Required work - Show only those lines of the entries where the string "point" is found.

Study material START

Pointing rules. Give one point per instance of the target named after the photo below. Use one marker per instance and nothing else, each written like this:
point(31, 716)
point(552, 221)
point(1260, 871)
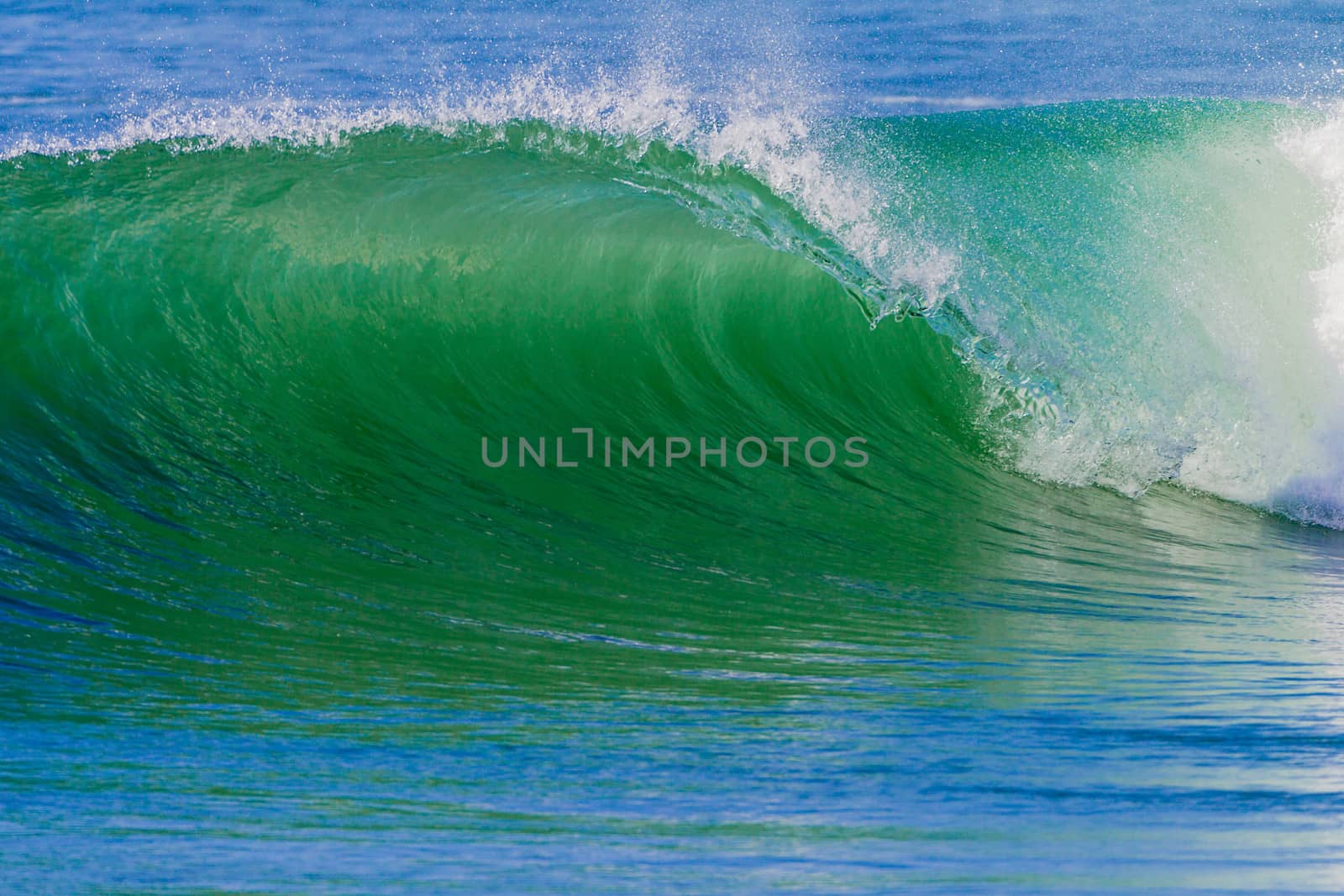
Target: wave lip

Study material END

Answer to the problem -
Pointing rules. Give one point per instance of the target named after the photo below. Use one marker per instance and nothing else, each written like this:
point(31, 716)
point(552, 221)
point(1260, 871)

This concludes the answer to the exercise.